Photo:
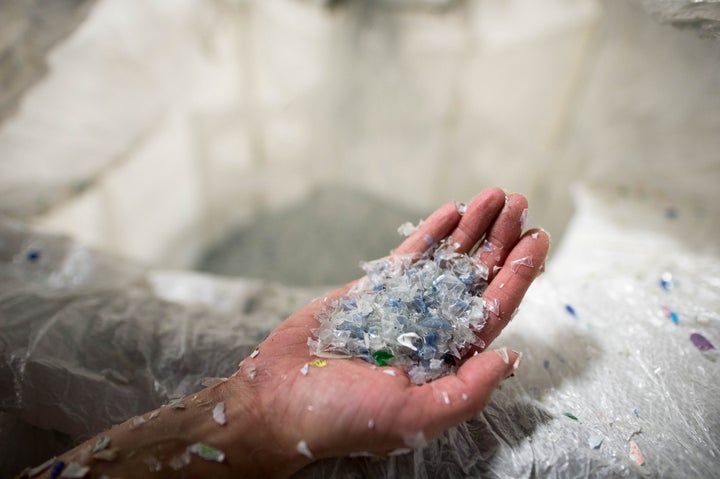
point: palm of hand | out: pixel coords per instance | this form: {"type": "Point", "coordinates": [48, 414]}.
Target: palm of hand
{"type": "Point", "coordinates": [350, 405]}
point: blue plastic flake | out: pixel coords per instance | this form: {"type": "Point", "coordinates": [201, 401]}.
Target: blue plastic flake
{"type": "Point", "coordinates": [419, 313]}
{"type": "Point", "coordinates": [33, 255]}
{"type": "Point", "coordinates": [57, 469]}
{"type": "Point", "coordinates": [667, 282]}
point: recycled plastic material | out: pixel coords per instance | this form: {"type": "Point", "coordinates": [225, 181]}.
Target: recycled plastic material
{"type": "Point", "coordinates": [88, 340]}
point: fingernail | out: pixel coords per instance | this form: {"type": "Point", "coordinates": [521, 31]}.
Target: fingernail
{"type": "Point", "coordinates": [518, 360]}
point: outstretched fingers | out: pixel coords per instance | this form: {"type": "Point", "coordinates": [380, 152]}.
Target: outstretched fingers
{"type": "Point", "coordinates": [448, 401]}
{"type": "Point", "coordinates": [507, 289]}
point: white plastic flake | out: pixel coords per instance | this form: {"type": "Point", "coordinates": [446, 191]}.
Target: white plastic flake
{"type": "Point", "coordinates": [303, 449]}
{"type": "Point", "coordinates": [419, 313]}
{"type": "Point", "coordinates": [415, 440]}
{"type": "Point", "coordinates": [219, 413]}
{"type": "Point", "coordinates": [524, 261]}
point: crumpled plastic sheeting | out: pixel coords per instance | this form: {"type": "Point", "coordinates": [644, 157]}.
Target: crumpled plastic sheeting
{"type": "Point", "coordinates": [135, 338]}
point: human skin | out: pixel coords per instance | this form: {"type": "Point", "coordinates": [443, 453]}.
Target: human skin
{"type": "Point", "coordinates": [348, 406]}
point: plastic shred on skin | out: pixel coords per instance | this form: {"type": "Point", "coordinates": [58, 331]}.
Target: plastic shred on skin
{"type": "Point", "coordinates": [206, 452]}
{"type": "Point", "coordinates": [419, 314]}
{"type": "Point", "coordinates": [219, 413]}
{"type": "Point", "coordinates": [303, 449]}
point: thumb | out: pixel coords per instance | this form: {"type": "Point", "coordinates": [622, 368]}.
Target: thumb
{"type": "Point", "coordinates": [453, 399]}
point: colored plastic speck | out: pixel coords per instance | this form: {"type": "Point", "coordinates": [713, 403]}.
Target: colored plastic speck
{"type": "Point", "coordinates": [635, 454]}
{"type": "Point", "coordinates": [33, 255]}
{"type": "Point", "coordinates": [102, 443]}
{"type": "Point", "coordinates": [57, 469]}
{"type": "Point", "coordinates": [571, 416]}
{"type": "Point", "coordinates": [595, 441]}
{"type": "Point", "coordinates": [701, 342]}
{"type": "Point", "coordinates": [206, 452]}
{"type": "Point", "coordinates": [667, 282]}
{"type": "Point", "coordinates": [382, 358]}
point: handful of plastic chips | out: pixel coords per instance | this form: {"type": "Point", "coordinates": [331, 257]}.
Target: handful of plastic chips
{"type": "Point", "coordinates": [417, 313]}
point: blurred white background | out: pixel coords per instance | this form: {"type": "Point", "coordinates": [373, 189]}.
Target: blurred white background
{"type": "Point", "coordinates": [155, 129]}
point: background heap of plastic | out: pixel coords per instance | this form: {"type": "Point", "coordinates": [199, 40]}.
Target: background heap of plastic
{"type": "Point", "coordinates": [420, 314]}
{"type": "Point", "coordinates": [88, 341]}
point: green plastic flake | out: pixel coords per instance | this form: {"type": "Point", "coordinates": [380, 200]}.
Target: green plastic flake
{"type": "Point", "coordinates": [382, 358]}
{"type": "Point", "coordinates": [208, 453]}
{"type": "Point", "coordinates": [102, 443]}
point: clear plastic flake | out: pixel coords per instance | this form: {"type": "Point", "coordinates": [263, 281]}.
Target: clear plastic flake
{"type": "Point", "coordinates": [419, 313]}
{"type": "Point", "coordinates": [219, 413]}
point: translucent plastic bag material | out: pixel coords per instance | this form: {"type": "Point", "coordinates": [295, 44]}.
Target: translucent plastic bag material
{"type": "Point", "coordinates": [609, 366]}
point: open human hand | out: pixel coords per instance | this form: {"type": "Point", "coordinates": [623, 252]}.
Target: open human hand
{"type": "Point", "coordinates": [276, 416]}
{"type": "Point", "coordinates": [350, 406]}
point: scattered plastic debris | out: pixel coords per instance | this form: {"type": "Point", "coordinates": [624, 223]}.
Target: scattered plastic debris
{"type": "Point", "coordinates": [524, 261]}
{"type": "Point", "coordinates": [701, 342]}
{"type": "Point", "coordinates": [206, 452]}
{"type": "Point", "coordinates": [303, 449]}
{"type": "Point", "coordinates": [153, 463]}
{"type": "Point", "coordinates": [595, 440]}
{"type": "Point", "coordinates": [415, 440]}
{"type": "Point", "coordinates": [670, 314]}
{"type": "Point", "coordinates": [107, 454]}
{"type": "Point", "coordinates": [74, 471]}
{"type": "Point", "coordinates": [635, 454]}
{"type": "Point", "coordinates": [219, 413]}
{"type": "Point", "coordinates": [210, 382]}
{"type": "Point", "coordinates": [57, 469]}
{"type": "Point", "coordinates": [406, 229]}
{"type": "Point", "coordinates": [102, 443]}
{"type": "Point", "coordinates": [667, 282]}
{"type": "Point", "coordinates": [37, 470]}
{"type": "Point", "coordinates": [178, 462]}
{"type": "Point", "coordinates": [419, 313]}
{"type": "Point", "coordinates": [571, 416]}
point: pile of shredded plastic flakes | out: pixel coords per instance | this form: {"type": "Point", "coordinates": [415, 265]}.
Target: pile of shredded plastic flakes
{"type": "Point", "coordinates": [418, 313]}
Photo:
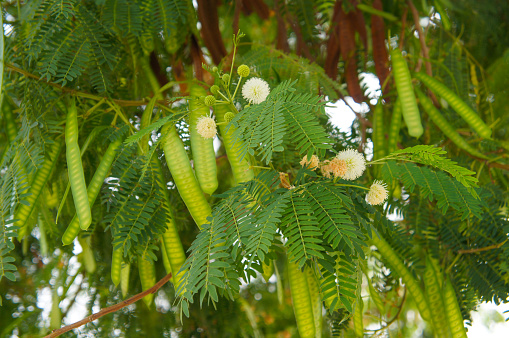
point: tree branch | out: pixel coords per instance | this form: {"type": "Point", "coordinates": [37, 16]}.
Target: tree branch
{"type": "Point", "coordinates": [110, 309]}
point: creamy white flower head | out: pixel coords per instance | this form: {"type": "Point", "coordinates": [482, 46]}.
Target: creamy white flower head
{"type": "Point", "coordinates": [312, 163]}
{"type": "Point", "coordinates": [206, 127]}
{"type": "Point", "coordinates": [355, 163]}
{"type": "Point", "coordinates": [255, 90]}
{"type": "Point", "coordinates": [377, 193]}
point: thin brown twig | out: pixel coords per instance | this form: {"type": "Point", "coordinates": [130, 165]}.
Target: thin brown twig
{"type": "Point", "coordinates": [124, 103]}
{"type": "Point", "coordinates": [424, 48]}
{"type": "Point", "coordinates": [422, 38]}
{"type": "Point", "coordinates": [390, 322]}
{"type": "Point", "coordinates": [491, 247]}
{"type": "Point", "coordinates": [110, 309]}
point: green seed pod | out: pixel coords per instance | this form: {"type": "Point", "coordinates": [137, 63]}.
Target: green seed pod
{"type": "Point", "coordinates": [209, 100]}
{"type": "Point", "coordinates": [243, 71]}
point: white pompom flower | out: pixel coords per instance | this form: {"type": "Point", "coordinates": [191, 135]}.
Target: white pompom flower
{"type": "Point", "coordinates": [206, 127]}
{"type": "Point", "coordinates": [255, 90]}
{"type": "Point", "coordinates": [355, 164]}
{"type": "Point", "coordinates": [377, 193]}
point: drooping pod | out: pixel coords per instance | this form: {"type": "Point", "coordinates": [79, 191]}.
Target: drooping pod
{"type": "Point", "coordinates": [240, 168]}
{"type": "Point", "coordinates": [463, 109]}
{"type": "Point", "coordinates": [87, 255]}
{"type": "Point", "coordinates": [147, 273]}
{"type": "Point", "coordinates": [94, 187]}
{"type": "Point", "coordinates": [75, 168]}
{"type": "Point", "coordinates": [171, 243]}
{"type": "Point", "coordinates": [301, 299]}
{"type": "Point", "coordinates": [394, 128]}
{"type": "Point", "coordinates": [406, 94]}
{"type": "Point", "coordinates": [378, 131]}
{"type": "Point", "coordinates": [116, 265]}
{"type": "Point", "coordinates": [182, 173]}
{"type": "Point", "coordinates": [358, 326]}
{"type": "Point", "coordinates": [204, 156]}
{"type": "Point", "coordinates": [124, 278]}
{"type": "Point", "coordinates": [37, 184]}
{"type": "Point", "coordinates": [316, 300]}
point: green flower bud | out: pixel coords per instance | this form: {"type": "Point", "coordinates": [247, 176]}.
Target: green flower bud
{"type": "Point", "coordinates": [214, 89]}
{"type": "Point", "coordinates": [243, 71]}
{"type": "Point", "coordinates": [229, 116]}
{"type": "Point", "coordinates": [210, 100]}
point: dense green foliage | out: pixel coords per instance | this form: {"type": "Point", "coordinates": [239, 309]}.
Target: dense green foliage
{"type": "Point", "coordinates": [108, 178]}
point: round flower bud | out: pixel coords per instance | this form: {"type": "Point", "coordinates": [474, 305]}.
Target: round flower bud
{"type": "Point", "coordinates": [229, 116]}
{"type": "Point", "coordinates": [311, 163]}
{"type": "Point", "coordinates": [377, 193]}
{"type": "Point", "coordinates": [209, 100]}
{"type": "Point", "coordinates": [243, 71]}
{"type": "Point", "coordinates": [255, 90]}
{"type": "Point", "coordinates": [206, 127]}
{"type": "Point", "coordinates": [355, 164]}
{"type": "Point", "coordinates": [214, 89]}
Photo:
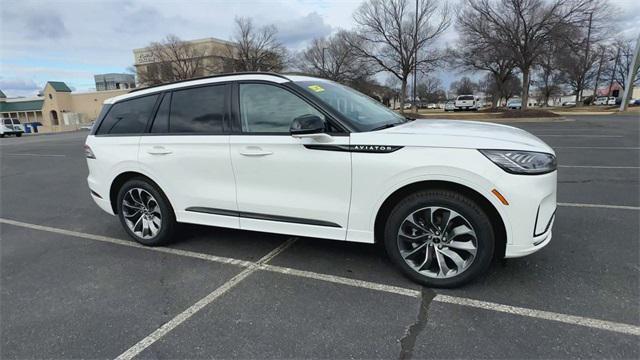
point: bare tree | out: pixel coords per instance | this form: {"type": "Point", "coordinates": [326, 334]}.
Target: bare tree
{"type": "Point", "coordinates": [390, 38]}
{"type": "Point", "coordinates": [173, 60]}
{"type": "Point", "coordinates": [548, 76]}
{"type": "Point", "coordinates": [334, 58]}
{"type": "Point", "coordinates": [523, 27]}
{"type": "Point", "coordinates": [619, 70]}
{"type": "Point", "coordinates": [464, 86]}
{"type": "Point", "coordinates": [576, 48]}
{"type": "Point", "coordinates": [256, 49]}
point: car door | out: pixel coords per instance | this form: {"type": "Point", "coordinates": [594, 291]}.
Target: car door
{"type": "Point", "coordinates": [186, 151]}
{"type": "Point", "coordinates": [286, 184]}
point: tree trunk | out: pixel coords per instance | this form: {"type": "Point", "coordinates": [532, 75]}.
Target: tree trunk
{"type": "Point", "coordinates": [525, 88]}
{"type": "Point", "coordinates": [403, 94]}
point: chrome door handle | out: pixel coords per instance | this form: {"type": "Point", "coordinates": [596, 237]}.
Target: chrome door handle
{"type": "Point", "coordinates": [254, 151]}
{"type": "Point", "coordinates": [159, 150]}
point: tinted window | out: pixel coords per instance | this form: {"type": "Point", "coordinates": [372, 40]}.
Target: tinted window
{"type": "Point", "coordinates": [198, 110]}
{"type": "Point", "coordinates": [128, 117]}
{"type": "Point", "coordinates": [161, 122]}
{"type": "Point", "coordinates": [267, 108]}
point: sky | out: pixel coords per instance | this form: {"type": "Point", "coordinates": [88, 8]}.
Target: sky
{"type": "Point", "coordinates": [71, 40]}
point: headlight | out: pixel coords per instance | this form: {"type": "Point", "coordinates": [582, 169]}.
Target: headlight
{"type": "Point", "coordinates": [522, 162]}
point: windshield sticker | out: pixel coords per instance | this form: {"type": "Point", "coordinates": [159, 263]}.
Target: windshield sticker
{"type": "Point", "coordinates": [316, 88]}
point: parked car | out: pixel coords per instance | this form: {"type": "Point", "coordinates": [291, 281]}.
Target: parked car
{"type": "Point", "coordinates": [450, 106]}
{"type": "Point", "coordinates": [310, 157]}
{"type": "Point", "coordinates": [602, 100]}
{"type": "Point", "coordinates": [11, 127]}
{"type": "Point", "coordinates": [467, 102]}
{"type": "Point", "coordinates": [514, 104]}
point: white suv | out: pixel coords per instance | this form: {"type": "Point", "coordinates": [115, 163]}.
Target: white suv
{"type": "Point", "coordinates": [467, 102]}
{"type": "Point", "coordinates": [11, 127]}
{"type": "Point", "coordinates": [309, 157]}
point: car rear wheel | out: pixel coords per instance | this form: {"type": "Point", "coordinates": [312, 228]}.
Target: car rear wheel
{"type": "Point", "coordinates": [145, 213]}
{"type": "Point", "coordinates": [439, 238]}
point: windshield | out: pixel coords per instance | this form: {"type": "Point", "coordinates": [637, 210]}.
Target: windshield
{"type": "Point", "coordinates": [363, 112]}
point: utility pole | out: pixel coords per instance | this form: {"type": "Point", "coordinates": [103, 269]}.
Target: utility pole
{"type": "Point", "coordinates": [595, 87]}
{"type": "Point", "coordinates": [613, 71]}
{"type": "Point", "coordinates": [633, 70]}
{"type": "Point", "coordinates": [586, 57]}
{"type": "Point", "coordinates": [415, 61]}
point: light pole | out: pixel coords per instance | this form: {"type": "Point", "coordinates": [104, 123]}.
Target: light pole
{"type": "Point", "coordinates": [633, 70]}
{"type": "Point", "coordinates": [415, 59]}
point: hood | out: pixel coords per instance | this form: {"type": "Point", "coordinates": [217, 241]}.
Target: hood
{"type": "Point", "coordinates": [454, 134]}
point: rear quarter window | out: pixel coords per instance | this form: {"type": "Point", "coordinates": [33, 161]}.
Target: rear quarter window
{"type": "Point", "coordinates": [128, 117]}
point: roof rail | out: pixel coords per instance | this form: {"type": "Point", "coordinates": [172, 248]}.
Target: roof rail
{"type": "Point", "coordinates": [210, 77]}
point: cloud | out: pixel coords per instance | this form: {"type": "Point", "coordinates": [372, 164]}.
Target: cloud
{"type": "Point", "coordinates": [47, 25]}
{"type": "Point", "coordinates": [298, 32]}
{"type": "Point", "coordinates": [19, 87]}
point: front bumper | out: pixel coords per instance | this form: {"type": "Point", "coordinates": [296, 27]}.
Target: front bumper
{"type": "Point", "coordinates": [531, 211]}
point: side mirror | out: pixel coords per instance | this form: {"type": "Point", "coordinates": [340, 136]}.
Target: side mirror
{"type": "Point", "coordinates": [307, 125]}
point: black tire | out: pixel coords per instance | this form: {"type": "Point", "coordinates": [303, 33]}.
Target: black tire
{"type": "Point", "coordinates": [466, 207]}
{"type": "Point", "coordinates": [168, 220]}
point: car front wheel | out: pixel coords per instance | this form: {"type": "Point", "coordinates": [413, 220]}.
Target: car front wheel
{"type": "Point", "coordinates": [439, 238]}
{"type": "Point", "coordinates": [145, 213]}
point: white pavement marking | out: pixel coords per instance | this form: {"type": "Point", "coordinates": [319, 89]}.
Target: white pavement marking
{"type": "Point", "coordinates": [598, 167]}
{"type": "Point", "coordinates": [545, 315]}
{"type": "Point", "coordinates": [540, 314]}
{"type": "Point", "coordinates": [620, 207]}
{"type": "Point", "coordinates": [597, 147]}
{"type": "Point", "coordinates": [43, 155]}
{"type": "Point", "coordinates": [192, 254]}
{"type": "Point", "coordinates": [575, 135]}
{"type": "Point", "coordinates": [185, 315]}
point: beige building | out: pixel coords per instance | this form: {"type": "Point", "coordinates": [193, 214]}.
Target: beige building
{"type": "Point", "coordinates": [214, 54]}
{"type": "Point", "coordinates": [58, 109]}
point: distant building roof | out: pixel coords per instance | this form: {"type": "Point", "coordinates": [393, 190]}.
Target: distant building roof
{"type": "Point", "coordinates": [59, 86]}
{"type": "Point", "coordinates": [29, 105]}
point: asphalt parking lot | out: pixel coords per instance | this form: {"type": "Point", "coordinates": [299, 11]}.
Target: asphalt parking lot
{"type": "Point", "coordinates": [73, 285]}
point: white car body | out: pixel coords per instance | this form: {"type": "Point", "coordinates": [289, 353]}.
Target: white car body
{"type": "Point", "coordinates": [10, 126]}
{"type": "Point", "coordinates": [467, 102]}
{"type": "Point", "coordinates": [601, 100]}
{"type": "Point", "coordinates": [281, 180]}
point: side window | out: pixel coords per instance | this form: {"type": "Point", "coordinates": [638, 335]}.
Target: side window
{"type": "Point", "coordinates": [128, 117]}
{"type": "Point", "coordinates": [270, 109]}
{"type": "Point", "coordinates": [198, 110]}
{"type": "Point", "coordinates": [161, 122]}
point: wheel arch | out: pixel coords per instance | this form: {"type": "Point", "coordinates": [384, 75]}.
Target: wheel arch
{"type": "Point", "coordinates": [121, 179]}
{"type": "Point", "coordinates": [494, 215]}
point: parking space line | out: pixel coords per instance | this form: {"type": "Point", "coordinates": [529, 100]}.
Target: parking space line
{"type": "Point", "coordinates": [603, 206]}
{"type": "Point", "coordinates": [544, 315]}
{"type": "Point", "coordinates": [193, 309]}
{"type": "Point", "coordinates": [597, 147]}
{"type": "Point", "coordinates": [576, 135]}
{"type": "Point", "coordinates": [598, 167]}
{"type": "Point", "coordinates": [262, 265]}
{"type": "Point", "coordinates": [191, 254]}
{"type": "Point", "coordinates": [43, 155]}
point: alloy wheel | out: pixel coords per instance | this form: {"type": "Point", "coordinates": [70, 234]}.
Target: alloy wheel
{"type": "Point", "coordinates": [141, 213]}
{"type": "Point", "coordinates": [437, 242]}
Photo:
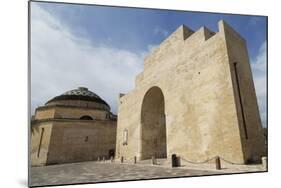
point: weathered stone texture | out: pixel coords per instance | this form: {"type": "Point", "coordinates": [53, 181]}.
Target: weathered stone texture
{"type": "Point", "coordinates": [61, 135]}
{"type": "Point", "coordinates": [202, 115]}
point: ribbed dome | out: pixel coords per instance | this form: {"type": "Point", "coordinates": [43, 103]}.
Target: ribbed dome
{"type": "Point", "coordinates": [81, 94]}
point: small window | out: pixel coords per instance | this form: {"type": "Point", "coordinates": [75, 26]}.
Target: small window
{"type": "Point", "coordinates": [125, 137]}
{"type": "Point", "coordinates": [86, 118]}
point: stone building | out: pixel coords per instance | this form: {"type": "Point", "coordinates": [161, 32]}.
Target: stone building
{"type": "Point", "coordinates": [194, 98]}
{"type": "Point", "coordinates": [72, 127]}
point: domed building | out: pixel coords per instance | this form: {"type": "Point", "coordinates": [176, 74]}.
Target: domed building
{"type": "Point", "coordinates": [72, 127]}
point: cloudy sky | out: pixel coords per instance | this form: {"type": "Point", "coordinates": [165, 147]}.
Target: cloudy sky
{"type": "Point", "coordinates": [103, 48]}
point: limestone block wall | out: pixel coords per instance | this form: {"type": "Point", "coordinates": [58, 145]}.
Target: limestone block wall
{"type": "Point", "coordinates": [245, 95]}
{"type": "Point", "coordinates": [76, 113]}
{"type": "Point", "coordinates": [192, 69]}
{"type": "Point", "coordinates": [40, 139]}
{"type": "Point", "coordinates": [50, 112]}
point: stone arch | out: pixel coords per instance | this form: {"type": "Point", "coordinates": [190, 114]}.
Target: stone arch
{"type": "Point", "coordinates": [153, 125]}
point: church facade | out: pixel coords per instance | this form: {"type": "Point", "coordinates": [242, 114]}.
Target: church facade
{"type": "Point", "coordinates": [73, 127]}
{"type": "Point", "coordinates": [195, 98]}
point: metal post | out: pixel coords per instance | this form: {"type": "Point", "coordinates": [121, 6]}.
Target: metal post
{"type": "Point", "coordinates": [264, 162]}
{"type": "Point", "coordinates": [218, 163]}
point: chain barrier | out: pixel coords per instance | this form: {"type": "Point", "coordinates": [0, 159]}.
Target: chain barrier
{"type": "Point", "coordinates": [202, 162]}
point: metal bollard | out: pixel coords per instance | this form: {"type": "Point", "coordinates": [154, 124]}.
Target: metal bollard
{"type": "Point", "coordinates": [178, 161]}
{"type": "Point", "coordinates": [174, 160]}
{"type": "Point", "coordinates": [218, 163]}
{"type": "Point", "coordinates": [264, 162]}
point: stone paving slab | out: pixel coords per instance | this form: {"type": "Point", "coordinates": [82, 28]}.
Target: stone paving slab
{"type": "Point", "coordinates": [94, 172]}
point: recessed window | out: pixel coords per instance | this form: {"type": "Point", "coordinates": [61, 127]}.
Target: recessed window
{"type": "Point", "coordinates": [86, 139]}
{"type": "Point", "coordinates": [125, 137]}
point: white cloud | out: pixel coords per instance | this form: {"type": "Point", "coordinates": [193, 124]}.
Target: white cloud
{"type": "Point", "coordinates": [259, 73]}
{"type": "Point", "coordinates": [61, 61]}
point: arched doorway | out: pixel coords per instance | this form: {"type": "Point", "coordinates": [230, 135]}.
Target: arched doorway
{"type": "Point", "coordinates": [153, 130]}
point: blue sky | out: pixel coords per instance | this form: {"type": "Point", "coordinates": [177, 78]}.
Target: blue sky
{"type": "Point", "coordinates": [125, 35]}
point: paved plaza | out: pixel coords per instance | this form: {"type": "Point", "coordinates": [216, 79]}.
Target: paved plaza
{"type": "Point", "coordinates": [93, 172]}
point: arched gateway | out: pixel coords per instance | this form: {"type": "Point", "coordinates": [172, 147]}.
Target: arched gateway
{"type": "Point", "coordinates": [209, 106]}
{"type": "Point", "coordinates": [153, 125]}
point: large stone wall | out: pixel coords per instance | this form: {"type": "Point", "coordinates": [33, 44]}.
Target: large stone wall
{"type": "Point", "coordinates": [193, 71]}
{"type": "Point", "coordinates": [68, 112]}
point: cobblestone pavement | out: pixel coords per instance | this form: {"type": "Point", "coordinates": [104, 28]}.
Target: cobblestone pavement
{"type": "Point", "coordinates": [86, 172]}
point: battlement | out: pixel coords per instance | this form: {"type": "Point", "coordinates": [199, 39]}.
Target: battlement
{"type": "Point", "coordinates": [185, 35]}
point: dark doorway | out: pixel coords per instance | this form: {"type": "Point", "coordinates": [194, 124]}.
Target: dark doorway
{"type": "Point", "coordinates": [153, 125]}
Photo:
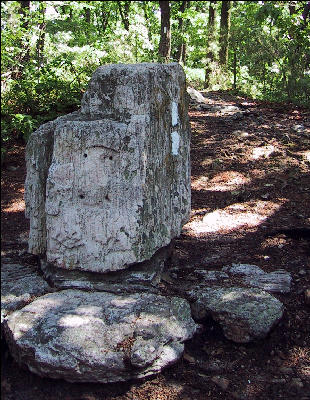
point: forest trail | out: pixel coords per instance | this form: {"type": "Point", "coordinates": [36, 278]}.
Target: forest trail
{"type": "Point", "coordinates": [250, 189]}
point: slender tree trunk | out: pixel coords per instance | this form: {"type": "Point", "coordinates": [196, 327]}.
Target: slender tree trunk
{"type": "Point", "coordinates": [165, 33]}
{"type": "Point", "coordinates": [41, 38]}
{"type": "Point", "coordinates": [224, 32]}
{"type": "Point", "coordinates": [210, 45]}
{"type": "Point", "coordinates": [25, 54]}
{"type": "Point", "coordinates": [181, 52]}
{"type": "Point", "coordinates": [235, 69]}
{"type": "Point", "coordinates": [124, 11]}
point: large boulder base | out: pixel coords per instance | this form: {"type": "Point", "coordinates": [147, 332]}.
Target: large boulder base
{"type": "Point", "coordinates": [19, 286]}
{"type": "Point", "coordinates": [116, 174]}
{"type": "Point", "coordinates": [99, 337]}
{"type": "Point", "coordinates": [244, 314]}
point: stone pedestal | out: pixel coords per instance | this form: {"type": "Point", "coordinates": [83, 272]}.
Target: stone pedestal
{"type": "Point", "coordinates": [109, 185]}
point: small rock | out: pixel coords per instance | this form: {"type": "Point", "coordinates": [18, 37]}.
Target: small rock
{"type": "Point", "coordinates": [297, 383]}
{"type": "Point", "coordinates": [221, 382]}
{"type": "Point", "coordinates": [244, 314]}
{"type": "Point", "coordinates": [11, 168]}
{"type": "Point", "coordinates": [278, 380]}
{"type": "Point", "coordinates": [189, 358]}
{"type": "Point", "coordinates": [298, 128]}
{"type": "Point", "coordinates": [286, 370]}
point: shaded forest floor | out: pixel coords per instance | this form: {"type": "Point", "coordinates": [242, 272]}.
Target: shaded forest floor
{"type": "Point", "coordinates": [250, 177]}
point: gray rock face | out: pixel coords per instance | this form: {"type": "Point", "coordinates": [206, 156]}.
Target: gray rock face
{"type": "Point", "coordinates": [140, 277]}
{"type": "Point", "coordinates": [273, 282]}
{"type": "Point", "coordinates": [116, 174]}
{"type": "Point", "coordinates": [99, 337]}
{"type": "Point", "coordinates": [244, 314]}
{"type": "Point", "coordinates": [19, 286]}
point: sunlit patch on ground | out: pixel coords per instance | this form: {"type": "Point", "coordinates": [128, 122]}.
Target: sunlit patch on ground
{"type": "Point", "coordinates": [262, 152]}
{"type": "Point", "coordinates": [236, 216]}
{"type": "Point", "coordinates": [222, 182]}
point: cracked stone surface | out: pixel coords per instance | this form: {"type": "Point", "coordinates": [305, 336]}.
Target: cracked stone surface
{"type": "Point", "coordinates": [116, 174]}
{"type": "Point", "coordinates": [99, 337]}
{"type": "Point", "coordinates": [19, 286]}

_PROBLEM TO SOLVE_
Copy exactly the lines above, from the one containing "point: small rock" through the very last line.

_COMPLETE ANSWER_
point: small rock | out: pixel coords per instance | this form: {"type": "Point", "coordinates": [18, 37]}.
Target: small rock
{"type": "Point", "coordinates": [297, 383]}
{"type": "Point", "coordinates": [221, 382]}
{"type": "Point", "coordinates": [244, 314]}
{"type": "Point", "coordinates": [11, 168]}
{"type": "Point", "coordinates": [278, 380]}
{"type": "Point", "coordinates": [189, 358]}
{"type": "Point", "coordinates": [298, 128]}
{"type": "Point", "coordinates": [286, 370]}
point: shaded forest floor | out: pixel coords per instance | this form: {"type": "Point", "coordinates": [242, 272]}.
Target: shaded forest floor
{"type": "Point", "coordinates": [250, 177]}
point: gray rock face | out: pixel coords per instance | this form: {"type": "Point", "coordinates": [206, 156]}.
Target: gray rock face
{"type": "Point", "coordinates": [140, 277]}
{"type": "Point", "coordinates": [273, 282]}
{"type": "Point", "coordinates": [116, 174]}
{"type": "Point", "coordinates": [99, 337]}
{"type": "Point", "coordinates": [244, 314]}
{"type": "Point", "coordinates": [19, 286]}
point: sunlit patch on ground | out: pixel coords per instance | this form: {"type": "Point", "coordinates": [128, 122]}.
Target: sunlit patch on ground
{"type": "Point", "coordinates": [262, 152]}
{"type": "Point", "coordinates": [236, 216]}
{"type": "Point", "coordinates": [222, 182]}
point: cracked stone surface | out: pixel coords per instance | this form: {"type": "Point", "coordinates": [305, 336]}.
Target: cracked stone surface
{"type": "Point", "coordinates": [116, 174]}
{"type": "Point", "coordinates": [99, 337]}
{"type": "Point", "coordinates": [19, 286]}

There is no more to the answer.